Directive: Copy the rows below word for word, from the very first row through the line containing "(1248, 582)", with that line included.

Supplied records:
★ ★ ★ ★

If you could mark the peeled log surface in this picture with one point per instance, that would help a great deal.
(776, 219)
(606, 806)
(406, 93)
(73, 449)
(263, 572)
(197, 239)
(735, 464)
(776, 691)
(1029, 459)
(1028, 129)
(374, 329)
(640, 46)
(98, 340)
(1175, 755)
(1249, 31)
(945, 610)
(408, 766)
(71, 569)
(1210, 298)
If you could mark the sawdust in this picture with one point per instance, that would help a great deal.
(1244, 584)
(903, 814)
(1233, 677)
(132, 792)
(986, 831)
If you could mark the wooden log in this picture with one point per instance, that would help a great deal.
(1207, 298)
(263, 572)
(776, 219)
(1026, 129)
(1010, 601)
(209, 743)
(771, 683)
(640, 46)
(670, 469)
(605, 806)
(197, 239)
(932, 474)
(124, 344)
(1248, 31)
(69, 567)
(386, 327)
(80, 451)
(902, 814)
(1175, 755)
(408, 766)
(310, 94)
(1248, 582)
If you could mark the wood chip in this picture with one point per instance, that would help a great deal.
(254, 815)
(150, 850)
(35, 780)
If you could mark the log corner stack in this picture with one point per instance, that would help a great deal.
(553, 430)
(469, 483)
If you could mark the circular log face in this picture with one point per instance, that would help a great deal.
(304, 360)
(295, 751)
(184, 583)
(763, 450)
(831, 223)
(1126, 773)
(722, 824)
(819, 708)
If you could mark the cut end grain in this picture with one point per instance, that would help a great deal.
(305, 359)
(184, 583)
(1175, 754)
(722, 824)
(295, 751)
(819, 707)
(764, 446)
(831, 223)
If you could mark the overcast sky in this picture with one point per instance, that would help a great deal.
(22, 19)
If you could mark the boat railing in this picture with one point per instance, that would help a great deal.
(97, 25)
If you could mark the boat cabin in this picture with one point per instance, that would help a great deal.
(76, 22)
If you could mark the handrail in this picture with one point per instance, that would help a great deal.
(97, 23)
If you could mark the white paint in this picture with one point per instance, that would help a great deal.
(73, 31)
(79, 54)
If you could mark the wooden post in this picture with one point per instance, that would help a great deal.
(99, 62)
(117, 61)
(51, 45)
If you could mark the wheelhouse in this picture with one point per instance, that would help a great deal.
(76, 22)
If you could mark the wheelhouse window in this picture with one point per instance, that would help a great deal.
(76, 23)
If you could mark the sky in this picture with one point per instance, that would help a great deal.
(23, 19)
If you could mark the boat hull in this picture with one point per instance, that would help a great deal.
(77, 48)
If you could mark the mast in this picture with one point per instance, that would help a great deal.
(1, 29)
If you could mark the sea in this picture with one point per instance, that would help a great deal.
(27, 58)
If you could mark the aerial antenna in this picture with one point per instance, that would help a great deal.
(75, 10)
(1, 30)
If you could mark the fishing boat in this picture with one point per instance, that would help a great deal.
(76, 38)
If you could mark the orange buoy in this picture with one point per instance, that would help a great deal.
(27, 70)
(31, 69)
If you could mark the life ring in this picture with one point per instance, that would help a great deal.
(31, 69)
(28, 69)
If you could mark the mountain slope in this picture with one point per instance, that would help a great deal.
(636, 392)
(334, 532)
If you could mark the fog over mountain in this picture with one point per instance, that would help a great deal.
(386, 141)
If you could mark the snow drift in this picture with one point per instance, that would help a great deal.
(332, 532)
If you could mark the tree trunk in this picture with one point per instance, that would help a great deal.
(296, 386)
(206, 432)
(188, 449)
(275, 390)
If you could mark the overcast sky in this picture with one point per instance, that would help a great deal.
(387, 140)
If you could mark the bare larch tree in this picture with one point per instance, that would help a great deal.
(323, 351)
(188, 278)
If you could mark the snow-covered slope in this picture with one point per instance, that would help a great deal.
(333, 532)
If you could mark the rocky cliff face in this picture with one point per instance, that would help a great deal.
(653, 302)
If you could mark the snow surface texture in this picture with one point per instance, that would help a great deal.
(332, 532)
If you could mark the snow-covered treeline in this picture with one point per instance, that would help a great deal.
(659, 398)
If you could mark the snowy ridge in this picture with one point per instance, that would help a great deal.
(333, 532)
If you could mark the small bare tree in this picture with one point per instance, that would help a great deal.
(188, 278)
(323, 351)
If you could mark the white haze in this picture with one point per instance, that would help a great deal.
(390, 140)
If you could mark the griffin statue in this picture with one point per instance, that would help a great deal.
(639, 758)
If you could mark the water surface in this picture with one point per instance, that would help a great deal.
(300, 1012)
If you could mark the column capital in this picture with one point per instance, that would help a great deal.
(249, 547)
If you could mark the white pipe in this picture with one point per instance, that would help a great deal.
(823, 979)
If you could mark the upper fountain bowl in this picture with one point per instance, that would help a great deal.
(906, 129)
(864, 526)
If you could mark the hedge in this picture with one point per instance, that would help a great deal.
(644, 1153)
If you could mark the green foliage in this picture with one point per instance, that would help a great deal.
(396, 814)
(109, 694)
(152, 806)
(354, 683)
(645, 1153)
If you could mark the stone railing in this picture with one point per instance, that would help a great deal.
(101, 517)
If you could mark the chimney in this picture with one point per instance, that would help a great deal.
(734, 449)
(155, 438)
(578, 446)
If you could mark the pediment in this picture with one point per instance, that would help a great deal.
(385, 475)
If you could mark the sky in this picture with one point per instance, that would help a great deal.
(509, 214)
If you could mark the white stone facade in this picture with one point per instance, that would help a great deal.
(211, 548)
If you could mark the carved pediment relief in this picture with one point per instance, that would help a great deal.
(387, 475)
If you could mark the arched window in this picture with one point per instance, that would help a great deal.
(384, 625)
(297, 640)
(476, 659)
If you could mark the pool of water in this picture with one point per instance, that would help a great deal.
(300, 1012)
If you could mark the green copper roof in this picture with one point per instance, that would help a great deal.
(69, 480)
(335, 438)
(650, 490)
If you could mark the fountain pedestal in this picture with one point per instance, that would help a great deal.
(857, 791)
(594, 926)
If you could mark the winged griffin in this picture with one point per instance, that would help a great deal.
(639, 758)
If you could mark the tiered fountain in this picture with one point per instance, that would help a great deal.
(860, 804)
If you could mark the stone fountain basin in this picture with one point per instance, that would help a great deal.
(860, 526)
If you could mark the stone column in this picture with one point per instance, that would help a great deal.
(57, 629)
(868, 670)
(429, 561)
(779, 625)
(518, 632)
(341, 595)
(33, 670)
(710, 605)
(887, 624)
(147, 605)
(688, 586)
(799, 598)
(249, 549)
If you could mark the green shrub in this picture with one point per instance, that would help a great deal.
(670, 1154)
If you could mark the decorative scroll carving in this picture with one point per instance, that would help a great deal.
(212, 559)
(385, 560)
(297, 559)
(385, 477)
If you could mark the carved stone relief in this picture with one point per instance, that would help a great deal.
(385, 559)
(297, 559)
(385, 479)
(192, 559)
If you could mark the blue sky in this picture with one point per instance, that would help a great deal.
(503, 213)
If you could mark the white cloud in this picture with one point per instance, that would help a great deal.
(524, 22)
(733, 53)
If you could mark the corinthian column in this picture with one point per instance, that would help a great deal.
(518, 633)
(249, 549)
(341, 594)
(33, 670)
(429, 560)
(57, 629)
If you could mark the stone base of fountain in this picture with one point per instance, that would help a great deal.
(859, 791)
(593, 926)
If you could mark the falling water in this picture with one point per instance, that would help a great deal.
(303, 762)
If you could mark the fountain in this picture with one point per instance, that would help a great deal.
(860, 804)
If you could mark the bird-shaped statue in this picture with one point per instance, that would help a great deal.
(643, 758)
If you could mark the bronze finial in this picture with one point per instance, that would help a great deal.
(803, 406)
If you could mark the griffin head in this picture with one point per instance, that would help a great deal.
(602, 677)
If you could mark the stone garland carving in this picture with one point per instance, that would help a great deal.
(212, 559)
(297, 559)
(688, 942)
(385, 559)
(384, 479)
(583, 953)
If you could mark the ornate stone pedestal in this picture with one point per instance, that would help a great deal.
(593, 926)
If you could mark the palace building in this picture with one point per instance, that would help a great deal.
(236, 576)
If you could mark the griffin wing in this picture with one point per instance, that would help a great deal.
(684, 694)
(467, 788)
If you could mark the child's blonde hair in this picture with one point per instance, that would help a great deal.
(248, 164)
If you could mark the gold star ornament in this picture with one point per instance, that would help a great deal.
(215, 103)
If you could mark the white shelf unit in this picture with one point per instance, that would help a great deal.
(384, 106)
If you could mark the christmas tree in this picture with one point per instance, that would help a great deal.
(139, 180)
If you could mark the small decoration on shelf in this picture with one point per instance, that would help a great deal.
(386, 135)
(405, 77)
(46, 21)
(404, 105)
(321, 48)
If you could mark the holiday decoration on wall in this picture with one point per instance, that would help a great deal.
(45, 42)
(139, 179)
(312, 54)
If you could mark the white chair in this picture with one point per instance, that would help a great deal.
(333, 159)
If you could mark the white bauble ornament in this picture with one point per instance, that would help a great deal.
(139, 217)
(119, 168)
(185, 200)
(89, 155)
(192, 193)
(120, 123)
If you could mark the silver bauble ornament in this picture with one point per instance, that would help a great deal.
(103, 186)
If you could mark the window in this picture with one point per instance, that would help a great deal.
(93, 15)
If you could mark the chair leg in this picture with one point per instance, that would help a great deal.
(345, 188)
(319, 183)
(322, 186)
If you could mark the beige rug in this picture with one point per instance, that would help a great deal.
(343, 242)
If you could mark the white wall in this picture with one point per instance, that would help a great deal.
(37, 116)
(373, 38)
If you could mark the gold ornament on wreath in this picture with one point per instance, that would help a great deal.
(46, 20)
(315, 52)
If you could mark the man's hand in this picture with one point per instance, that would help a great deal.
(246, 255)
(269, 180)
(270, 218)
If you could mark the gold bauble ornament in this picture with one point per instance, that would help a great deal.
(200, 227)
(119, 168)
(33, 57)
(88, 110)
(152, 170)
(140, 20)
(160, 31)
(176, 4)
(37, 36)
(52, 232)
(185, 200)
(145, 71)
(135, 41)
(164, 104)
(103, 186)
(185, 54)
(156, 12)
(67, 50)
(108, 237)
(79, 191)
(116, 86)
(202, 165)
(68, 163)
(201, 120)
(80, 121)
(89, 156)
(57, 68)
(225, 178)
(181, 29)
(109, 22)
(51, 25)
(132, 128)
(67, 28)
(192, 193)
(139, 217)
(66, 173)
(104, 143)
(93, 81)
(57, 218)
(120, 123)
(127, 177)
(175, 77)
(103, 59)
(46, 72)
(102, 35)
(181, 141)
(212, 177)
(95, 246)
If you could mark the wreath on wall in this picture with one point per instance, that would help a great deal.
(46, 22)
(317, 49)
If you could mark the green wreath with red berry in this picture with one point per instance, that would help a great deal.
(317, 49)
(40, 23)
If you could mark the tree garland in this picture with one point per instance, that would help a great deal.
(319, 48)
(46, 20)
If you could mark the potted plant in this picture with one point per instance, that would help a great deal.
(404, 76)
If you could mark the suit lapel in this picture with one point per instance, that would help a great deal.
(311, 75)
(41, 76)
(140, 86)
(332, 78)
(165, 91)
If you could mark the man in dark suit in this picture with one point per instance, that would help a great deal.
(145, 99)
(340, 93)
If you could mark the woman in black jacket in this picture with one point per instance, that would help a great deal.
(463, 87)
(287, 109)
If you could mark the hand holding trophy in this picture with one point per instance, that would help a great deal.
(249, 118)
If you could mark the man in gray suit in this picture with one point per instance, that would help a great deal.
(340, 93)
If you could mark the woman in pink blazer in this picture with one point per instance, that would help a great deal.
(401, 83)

★ ★ ★ ★

Task answer:
If you could mark the peeled log surface in this picture with one point per instance, that would help a great deal.
(776, 219)
(606, 806)
(406, 93)
(73, 449)
(263, 572)
(197, 239)
(735, 464)
(776, 691)
(1029, 459)
(1028, 129)
(374, 329)
(640, 46)
(98, 340)
(1175, 755)
(1249, 31)
(945, 610)
(408, 766)
(71, 569)
(1210, 298)
If you could mark the sawdust in this picture with one point per instance, that would help a great deal.
(1244, 584)
(903, 814)
(1233, 677)
(132, 792)
(986, 831)
If you could mark the wooden log in this picture with one point per instance, that would help a great deal.
(1207, 298)
(263, 572)
(776, 219)
(1026, 129)
(1010, 601)
(209, 743)
(771, 683)
(640, 46)
(670, 469)
(605, 806)
(197, 239)
(932, 474)
(124, 344)
(1248, 31)
(69, 567)
(386, 327)
(80, 451)
(902, 814)
(1175, 755)
(408, 766)
(310, 94)
(1248, 582)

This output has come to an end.